Work task: Gather all lines in the entries that include the word "bell".

▼▼▼

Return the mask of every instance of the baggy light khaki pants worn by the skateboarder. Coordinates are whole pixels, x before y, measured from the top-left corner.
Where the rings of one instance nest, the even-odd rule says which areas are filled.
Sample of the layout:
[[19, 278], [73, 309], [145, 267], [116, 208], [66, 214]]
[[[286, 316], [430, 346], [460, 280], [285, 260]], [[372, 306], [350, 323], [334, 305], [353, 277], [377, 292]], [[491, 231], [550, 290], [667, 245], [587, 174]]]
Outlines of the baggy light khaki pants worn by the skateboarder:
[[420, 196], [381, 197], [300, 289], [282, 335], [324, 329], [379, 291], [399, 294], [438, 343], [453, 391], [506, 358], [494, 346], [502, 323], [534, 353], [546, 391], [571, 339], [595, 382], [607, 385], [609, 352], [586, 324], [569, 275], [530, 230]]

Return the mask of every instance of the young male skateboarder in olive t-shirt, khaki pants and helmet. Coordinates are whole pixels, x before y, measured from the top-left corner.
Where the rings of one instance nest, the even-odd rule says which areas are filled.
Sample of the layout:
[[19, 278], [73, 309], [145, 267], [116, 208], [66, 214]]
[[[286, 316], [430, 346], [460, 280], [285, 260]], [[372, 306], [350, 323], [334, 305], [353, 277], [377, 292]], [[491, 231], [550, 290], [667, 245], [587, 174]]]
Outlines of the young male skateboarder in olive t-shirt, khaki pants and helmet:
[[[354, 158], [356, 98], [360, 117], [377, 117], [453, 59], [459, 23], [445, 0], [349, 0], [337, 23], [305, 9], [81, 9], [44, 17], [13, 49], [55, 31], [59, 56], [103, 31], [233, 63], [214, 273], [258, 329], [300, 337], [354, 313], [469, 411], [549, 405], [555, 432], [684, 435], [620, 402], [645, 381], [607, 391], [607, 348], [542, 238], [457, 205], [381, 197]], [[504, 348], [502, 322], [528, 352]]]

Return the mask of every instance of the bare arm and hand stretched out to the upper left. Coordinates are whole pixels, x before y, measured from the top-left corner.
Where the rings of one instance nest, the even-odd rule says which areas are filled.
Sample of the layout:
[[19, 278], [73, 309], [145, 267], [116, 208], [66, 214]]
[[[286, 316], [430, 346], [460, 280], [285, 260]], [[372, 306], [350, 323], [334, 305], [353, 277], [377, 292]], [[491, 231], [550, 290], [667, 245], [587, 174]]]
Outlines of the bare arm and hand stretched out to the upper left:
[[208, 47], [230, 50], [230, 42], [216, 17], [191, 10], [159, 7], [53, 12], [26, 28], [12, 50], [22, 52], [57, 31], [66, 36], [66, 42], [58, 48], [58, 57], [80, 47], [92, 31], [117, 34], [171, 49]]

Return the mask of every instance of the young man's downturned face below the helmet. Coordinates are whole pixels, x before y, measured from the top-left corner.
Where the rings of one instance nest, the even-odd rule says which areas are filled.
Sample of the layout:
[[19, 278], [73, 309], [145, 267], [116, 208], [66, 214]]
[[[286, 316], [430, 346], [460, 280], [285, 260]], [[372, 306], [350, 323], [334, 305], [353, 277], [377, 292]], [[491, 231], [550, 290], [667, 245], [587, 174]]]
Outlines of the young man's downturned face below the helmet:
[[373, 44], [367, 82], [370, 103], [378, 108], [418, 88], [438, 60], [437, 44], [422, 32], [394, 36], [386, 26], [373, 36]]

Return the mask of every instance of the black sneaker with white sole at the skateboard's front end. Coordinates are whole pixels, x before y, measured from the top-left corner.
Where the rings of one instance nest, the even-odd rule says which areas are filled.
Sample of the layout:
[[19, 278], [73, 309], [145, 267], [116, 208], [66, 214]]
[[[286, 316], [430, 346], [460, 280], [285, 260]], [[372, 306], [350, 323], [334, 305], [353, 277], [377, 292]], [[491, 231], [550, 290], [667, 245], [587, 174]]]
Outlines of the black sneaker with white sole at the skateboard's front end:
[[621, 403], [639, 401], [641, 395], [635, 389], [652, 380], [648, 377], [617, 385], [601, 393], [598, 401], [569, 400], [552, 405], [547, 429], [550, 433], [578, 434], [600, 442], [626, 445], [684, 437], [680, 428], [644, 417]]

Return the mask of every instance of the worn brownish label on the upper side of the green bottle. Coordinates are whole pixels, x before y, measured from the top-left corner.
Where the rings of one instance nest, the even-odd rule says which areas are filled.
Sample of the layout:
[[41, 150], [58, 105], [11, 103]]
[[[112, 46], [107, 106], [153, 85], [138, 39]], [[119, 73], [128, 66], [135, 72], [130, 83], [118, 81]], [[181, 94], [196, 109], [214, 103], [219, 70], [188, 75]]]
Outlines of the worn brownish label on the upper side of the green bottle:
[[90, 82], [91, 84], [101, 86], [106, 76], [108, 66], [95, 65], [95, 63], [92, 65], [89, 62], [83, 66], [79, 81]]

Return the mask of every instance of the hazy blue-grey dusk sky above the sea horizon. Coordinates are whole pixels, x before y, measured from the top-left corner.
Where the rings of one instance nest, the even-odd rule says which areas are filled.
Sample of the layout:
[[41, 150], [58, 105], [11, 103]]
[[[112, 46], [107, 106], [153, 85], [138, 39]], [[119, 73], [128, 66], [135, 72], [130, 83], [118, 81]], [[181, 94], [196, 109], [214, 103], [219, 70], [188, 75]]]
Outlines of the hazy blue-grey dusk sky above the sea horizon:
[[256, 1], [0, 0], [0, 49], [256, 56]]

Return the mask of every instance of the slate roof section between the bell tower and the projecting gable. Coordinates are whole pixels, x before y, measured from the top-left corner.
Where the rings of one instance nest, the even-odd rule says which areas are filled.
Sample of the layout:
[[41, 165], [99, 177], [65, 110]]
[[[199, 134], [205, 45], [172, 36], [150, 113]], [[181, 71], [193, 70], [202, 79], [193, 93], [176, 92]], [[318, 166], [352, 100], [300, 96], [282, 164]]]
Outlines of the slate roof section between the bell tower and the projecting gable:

▲▲▲

Output of the exercise:
Return the mask of every instance of the slate roof section between the bell tower and the projecting gable. Coordinates are whole pixels, x before y, measured from the top-left corner.
Outlines of the slate roof section between the bell tower and the projecting gable:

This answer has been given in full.